Quoted passage
·····
Teijo Kööpikkä

Personal information
- Nationality: Finnish
- Born: 7 October 1980 (age 45)

Sport
- Sport: Para-athletics
- Disability: Spinal muscular atrophy
- Disability class: F57
- Event: shot put

Medal record
Men's para athletics
Representing Finland
World Championships
| Bronze medal – third place | 2023 Paris | Shot put F57 |
| Bronze medal – third place | 2024 Kobe | Shot put F57 |
| Bronze medal – third place | 2025 New Delhi | Shot put F57 |

= Teijo Kööpikkä =

Finnish para athlete (born 1980)

Teijo Kööpikkä (born 7 October 1980) is a Finnish para athlete specializing in shot put. He represented Finland at the 2024 Summer Paralympics.

==Career==
Kööpikkä made his World Championships debut at the 2023 World Para Athletics Championships and won a bronze medal in the shot put F57 event with a personal best throw of 14.8 metres.
·····
Parts of the exercise
1 - Duplicate the Teijo Kööpikkä biography between "Medal record" and "2024 Summer Paralympics.", inclusive.
2 - According to the Teijo Kööpikkä biography, at which Summer Paralympics did he represent Finland?
3 - Extend the Teijo Kööpikkä biography onward from its final sentence.

Available data
·····
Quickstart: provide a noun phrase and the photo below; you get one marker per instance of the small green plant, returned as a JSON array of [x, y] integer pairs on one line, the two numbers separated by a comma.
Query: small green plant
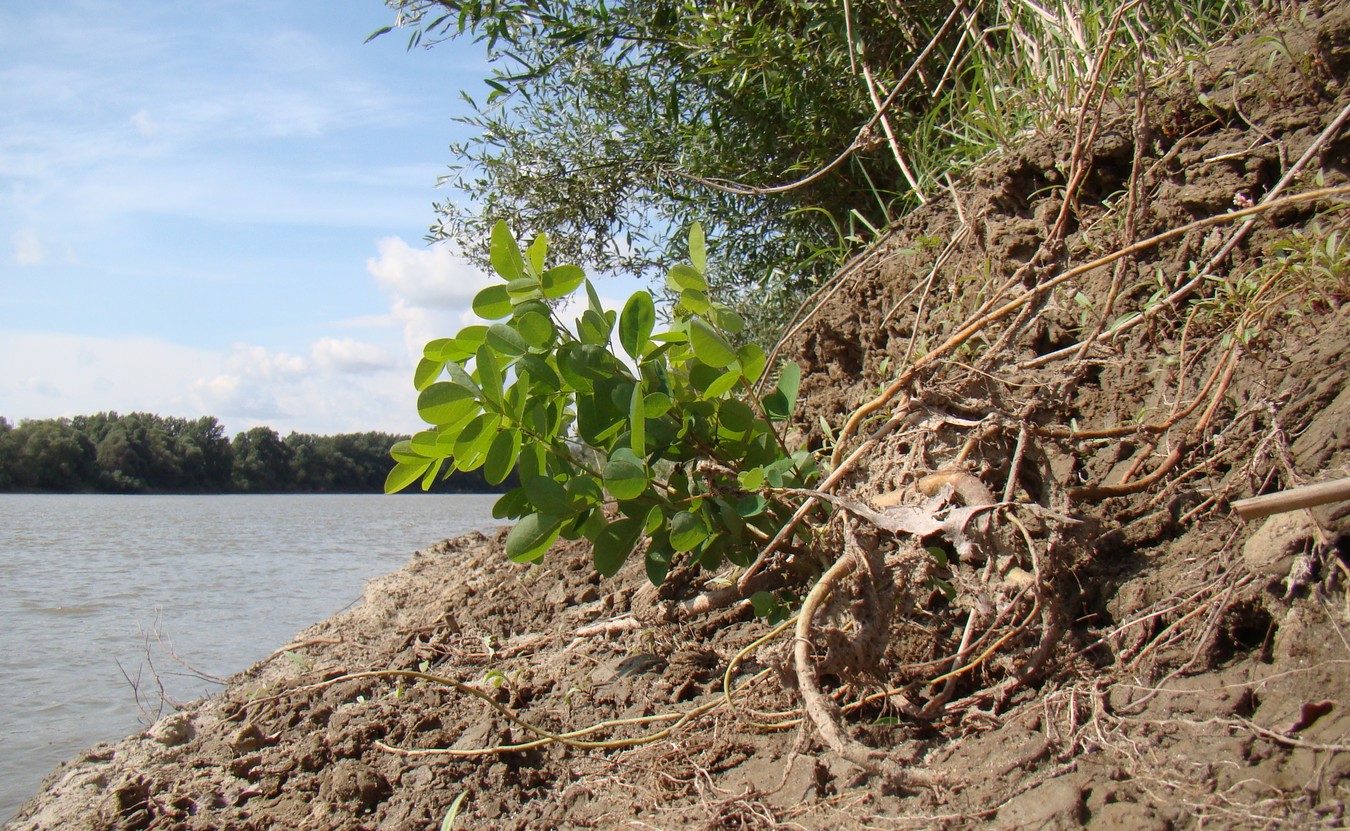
·····
Responses per task
1 -
Medal record
Men's para athletics
Representing Finland
World Championships
| Bronze medal – third place | 2023 Paris | Shot put F57 |
| Bronze medal – third place | 2024 Kobe | Shot put F57 |
| Bronze medal – third place | 2025 New Delhi | Shot put F57 |

= Teijo Kööpikkä =

Finnish para athlete (born 1980)

Teijo Kööpikkä (born 7 October 1980) is a Finnish para athlete specializing in shot put. He represented Finland at the 2024 Summer Paralympics.

2 - He represented Finland at the 2024 Summer Paralympics.

3 -
In May 2024, he competed at the 2024 World Para Athletics Championships and won a bronze medal in the shot put F57 event. In September 2024, he represented Finland at the 2024 Summer Paralympics and finished in fourth place in the shot put F57 event with a throw of 14.18 metres.

Kööpikkä competed at the 2025 World Para Athletics Championships and won a bronze medal in the shot put F57 event. He was originally in fourth place, but protests were made about the competition. The three longest throws of Brazil's Thiago Paulino dos Santos, who was second on the results list, were disallowed, which dropped him to fifth place, and as a result promoted Kööpikkä to third.

==Personal life==
Kööpikkä was diagnosed with spinal muscular atrophy in 2005. He is married and has two sons.